**Instruction:**
Can you write out again every line of the records from the very first one through the line that contains "(1019, 793)", requests and all, with 126 added to each coordinate in the answers?

◇ ◇ ◇ ◇

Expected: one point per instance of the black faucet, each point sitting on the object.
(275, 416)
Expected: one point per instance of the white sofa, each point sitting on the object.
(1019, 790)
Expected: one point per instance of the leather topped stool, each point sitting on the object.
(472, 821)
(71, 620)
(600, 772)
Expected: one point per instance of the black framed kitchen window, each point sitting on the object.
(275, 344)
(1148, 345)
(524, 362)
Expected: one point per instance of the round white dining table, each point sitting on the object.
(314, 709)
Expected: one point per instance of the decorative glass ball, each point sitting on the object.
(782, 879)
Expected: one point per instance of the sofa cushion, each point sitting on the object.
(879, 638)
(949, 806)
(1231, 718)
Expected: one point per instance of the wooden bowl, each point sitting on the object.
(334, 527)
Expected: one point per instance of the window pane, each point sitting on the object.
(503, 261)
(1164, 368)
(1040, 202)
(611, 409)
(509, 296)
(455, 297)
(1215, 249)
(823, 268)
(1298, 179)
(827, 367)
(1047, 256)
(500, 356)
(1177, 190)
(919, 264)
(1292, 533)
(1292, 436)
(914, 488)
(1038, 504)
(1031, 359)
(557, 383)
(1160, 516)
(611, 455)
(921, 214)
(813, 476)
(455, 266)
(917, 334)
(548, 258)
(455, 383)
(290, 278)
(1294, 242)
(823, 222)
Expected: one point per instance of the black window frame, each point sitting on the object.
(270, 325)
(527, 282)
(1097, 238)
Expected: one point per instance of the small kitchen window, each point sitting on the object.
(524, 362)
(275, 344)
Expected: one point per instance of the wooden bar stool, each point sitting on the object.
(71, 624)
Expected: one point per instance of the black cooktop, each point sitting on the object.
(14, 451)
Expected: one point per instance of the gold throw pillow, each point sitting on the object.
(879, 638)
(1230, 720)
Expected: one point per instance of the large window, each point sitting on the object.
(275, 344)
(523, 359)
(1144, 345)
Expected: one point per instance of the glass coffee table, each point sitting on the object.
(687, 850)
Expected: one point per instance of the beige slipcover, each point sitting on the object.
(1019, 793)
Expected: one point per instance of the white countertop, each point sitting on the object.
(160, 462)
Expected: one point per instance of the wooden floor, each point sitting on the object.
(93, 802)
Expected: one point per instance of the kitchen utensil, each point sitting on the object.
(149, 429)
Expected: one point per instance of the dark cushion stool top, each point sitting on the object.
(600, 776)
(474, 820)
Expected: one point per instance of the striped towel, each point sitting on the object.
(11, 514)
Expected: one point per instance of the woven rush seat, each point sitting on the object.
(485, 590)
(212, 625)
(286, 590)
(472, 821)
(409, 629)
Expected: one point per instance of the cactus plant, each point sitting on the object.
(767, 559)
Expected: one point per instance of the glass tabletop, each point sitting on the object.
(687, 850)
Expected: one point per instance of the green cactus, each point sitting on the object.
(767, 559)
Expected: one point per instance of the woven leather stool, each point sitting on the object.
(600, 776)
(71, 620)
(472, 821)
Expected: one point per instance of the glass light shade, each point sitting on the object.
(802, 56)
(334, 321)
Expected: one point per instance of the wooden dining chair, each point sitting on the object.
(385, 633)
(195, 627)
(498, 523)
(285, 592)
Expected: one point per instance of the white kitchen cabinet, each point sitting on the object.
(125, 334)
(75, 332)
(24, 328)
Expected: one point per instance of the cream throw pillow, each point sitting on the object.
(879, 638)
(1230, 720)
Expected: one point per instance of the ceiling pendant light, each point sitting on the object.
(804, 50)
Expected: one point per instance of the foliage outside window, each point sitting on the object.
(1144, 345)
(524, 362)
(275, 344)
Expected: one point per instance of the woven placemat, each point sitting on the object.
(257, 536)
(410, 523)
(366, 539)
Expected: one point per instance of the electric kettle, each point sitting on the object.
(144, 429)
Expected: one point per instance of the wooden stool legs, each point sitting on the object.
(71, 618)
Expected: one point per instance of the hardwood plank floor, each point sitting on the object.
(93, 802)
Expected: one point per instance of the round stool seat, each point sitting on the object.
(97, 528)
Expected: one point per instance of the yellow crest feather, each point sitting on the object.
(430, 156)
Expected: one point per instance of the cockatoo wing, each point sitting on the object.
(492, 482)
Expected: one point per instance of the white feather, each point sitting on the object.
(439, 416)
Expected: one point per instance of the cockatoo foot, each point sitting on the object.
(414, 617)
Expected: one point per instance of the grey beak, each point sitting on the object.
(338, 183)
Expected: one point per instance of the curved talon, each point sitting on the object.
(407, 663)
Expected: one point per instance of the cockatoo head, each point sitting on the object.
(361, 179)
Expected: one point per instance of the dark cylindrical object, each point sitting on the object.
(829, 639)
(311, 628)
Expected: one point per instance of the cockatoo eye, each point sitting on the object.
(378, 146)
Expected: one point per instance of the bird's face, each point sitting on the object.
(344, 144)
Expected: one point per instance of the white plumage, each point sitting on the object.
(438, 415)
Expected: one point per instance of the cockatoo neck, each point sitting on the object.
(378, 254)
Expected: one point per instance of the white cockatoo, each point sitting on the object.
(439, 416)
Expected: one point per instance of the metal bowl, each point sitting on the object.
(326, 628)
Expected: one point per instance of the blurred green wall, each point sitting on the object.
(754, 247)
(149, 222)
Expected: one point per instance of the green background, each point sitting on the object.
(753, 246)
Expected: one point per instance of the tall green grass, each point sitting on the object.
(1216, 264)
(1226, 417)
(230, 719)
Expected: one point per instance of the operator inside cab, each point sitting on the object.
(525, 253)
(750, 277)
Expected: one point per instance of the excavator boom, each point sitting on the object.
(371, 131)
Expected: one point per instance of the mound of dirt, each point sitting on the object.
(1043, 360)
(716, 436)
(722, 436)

◇ ◇ ◇ ◇

**Answer to the problem:**
Expected: one point per instance of the black faucet, each point sitting on the object.
(401, 542)
Expected: one point per instance of the white sofa, each point sitting on the object.
(1145, 916)
Expected: one point per instance of the leather topped stool, each point sitting on the object.
(598, 947)
(197, 746)
(726, 898)
Expected: one point per instance of the black framed kitchen window, each point sitting on the object.
(401, 470)
(1274, 471)
(650, 488)
Expected: one point per instance of the round white dining table, each point sitting on the object.
(440, 835)
Expected: one point per instance of the decorative glass ball, each point sitting on the object.
(908, 1005)
Expected: one point per instance of the sofa cushion, each point sitting on the object.
(1005, 764)
(1075, 932)
(1357, 844)
Expected: one point per instance of the wooden bowl, each point sitting on the object.
(460, 653)
Expected: one point per instance of the window pane, each point sitting on the object.
(629, 387)
(1290, 494)
(1166, 328)
(737, 535)
(635, 422)
(581, 423)
(1341, 375)
(949, 394)
(1424, 305)
(953, 493)
(1173, 382)
(626, 482)
(1303, 316)
(1045, 390)
(1418, 659)
(1418, 562)
(1040, 614)
(1164, 630)
(1157, 485)
(683, 509)
(1286, 642)
(737, 581)
(1047, 340)
(939, 602)
(581, 392)
(1043, 460)
(674, 384)
(581, 509)
(416, 404)
(1420, 368)
(949, 348)
Expected: one point per instance of the black window frame, each point sitting on the object.
(396, 451)
(653, 408)
(1223, 364)
Expected: one point per instance of the small kitchen window, each point sitting on the object.
(650, 488)
(401, 470)
Expected: one point per instance of the wooden bar stool, each point sitting on the object.
(197, 750)
Expected: one point per instance of the black cooktop, each point sitting on the object.
(140, 577)
Expected: one point per instance of the gold throw pillow, each point sitting on the object.
(1005, 764)
(1356, 846)
Expected: one point per instance of the large window, each point sitting on the object.
(401, 470)
(649, 485)
(1270, 471)
Expected: one point per instance of the glass coffee table, each point sitting on the object.
(813, 976)
Expected: one point per instance of the beige slipcover, each point sitting on the object.
(1145, 919)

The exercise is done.